-- Begin Document text --
Innocent onlookers and passersby may at times wonder to themselves if the number of queer and LGBT people has in fact grown exponentially in the last couple of decades, and more with each passing year. Even I have a touch of innocence to me. But answers don’t come in black or white—rather, they span the entire spectrum of the rainbow, and then some. While there’s no doubt in my mind that the visibility of LGBTQ people and therefore communities has grown due to increasing acceptance, and while I am certain that people feel more comfortable identifying as queer or gay or trans now than they once did, I do not believe that the number of people who identify that way internally has really changed all that much. Yes, the vocabulary has changed, and yes, social media has happened to all of us. But discussion and magnification do not change the core of real, lived queerdom, do they?
Figures drawn from the largest representative sample of LGBT Americans collected in the US show that the number of American adults who identify as lesbian, gay, bisexual, or transgender increased from 3.5% in 2012to 4.1% in 2016. These numbers indicate that over 10 million adults now identify as LGBT in the US—about 1.75 million more than in 2012.
A 2015 report by the Public Religion Research Institute (PRRI) on the sexual attitudes of millennials found “seven percent of millennials identify either as lesbian, gay, bisexual, or transgender.”The last major meta-analysis of the size of the LGBT population in the US, produced by the Williams Institute in 2011, estimated that 3.5% of adults identified as lesbian, gay, or bisexual, and that 0.3% identified as transgender.
-- End Document text --
**Directive 1**
Gather every line of the listing below that contains the word "barrier" and copy each one.
-- Begin Working data --
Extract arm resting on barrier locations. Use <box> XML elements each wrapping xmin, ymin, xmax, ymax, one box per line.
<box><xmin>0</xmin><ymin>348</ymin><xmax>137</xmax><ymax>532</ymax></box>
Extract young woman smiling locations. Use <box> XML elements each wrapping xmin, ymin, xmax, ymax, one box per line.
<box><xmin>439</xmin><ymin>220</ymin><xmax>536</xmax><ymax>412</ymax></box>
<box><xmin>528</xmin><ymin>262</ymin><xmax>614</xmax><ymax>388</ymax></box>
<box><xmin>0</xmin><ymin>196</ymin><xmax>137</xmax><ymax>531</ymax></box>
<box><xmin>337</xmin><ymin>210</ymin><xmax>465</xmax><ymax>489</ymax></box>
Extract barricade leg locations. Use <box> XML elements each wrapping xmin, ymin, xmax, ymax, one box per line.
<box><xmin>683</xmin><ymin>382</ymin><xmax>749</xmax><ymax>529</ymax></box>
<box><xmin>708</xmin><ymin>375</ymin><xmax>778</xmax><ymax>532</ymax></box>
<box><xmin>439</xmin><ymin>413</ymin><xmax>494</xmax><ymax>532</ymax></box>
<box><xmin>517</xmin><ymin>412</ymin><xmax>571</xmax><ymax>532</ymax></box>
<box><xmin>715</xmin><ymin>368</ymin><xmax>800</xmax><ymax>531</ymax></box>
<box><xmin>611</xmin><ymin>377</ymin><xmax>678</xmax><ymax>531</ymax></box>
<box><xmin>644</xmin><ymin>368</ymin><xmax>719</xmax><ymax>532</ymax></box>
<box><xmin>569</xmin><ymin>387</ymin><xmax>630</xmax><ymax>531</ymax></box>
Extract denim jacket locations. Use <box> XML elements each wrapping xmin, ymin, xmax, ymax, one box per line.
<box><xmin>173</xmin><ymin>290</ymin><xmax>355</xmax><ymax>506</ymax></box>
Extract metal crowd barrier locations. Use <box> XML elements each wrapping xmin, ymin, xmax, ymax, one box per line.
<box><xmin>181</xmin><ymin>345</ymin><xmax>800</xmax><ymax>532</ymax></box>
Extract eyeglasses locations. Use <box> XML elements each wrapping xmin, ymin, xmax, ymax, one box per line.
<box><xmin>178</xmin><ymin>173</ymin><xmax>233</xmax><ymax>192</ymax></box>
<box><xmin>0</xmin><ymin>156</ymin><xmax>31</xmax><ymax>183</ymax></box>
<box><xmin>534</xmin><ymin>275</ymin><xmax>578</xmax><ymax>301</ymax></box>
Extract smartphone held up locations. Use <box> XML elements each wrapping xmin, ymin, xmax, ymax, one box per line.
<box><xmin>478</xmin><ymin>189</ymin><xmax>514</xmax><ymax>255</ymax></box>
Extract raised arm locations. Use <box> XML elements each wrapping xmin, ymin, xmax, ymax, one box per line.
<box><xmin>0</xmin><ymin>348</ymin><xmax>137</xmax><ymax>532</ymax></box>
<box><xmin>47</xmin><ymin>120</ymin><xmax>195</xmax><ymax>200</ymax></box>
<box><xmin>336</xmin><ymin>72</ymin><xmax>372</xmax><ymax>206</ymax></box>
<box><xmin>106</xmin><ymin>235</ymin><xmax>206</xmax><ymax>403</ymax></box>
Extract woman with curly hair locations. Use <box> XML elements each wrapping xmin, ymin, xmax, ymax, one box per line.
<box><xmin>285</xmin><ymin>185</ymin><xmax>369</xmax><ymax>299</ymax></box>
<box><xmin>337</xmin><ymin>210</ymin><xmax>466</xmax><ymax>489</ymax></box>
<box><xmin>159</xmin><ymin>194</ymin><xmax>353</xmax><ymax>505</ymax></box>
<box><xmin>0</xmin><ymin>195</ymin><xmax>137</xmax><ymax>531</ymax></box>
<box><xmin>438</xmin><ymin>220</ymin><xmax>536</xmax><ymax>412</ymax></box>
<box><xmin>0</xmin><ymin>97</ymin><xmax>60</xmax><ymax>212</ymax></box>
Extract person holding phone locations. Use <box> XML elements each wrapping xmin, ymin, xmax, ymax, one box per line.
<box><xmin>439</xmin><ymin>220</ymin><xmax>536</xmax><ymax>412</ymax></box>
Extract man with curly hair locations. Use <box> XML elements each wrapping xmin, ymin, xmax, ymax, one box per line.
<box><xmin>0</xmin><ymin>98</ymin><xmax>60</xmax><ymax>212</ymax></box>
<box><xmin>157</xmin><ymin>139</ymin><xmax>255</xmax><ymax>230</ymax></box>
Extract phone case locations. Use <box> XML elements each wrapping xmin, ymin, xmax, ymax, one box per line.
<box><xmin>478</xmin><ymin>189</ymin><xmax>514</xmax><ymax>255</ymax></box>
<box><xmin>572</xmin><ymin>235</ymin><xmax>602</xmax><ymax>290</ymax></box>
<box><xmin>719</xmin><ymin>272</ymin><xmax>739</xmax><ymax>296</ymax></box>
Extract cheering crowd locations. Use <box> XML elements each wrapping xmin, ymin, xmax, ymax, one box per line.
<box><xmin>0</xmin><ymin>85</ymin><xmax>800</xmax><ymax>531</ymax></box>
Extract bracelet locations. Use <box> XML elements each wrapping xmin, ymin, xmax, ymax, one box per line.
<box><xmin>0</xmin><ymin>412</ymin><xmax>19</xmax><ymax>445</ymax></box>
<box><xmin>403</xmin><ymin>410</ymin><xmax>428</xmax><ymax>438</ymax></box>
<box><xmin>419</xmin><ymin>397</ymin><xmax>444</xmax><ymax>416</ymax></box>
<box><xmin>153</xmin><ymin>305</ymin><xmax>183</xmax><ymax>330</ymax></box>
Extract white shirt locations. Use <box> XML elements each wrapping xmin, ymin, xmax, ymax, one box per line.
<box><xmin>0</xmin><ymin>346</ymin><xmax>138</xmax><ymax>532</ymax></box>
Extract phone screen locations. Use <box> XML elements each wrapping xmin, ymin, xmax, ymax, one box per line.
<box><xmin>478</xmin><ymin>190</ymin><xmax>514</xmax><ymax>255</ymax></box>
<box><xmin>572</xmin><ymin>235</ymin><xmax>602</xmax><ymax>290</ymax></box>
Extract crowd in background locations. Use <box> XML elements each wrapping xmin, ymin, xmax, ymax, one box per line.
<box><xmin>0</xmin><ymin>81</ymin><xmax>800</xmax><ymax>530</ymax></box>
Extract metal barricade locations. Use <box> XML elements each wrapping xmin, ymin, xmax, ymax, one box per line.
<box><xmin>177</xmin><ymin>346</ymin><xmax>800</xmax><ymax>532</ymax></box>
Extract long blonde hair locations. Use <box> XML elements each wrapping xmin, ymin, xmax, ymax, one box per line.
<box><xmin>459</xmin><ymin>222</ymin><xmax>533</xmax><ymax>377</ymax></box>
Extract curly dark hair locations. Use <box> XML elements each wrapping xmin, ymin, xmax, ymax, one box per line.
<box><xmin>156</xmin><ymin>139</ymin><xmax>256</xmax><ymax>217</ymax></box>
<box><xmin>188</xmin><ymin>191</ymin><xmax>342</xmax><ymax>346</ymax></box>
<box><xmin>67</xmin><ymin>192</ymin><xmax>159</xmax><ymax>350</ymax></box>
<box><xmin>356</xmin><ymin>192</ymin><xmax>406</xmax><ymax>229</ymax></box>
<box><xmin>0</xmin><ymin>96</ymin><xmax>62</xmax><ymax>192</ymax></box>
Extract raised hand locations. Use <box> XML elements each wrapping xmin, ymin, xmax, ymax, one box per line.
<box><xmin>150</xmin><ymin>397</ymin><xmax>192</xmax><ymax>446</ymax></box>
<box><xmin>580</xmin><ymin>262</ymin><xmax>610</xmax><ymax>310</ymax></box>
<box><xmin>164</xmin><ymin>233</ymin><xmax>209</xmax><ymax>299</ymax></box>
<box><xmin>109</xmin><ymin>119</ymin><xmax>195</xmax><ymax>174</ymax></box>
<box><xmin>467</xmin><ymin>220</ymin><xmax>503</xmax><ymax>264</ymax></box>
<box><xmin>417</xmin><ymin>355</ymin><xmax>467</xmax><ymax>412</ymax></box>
-- End Working data --
**Directive 2**
Answer these questions using the article on the size of the LGBT population:
(a) What percentage of American adults identified as LGBT in 2016?
(b) Which organization put out the 2015 report on the sexual attitudes of millennials?
(c) According to the Williams Institute's 2011 estimate, what percentage of adults identified as transgender?

**Result 1**
Extract arm resting on barrier locations. Use <box> XML elements each wrapping xmin, ymin, xmax, ymax, one box per line.
Extract metal crowd barrier locations. Use <box> XML elements each wrapping xmin, ymin, xmax, ymax, one box per line.

**Result 2**
(a) 4.1%
(b) The Public Religion Research Institute (PRRI)
(c) 0.3%